━━━━━ Teks
Keutamaan itu tidak hanya pada dirinya sendiri, tapi setiap detail huruf, ayat, surat, juz, mengandung daya ajaibnya masing-masing. Ada energi spiritual yang melambung, efek yang mampu menggelorakan keimanan para pembacanya. Dan ini membuat pembacanya, meski ia tidak mengerti maknanya, tapi dibaca dengan penuh keyakinan dan ketundukan maka ia akan menjelma pelipur lara kegelisahan.

Dalam keadaan menggigil beliau pulang ke rumah. Tangan dan kakinya terasa dingin, dan meminta kepada Khadijah agar menyelimutinya. Khadijah pun menyelimutinya hingga hilang rasa takutnya. Kata Nabi kepada Khadijah binti Khuwailid (setelah menceritakan semua peristiwa yang dialaminya), “Sesungguhnya aku cemas atas diriku.” Khadijah menjawab, “Jangan takut, demi Allah, Tuhan tidak akan membinasakan engkau. Engkau selalu menyambung tali persaudaraan, membantu orang yang sengsara, mengusahakan barang keperluan (manusia) yang belum ada, memuliakan tamu, menolong orang yang kesusahan karena menegakkan kebenaran.” Demikian penggalan bunyi hadis dalam Shahih al-Bukhari.

 

Refleksi Kemanusiaan

Setidaknya ada dua isyarat kemanusiaan yang penulis tangkap dari peristiwa ini: Pertama, dua kata manusia (al-ins) dalam Surat al-‘Alaq 1-5; kedua, narasi Khadijah setelah Nabi Saw. menerima wahyu. Kedua poin di atas, tentu sangat kaitkelindan mengingat Kitab Suci ini teruntuk bagi umat manusia maka tak heran jika perbincangan kemanusiaan lebih dominan.

Seperti ungkapan yang membanjiri tafsir berkaitan dengan ayat ini, kalimat al-ins berarti manusia yang menerima perintah untuk mengembangkan pengetahuannya melalui isyarat perintah iqra’ atau bacalah. Karena manusia yang disebut-sebut sebagai makhluk paling sempurna dan mulia, sejatinya tercipta dari segumpal darah yang hina dan remeh. Dan dengan ilmu itulah ia diangkat ke derajat yang terhormat. Dengan pengetahuannya, ia berpindah dari kebodohan menuju cahaya intelektual. Tak terkecuali pengetahuan tentang diri sendiri yang senantiasa menyadarkan akan sisi kemanusiaannya; mengenalkan pada diri sejatinya yang sering terabaikan.
━━━━━━━━━━
_Permintaan Tertulis a_. Menurut teks, apa yang diminta Nabi kepada Khadijah ketika beliau pulang ke rumah dalam keadaan menggigil?
━━━━━ Baris Tersimpan
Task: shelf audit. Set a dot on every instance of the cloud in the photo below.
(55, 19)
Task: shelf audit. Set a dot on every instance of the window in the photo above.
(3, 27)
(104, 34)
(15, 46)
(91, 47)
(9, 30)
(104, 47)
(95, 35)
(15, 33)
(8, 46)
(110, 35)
━━━━━━━━━━
_Permintaan Tertulis b_. Tuliskan ulang seluruh baris catatan di atas sebagai daftar JSON berisi string, satu string untuk setiap baris, tanpa baris kosong.

_Jawaban Benar a_. Nabi meminta Khadijah agar menyelimutinya.

_Jawaban Benar b_.
[
  "Task: shelf audit. Set a dot on every instance of the cloud in the photo below.",
  "(55, 19)",
  "Task: shelf audit. Set a dot on every instance of the window in the photo above.",
  "(3, 27)",
  "(104, 34)",
  "(15, 46)",
  "(91, 47)",
  "(9, 30)",
  "(104, 47)",
  "(95, 35)",
  "(15, 33)",
  "(8, 46)",
  "(110, 35)"
]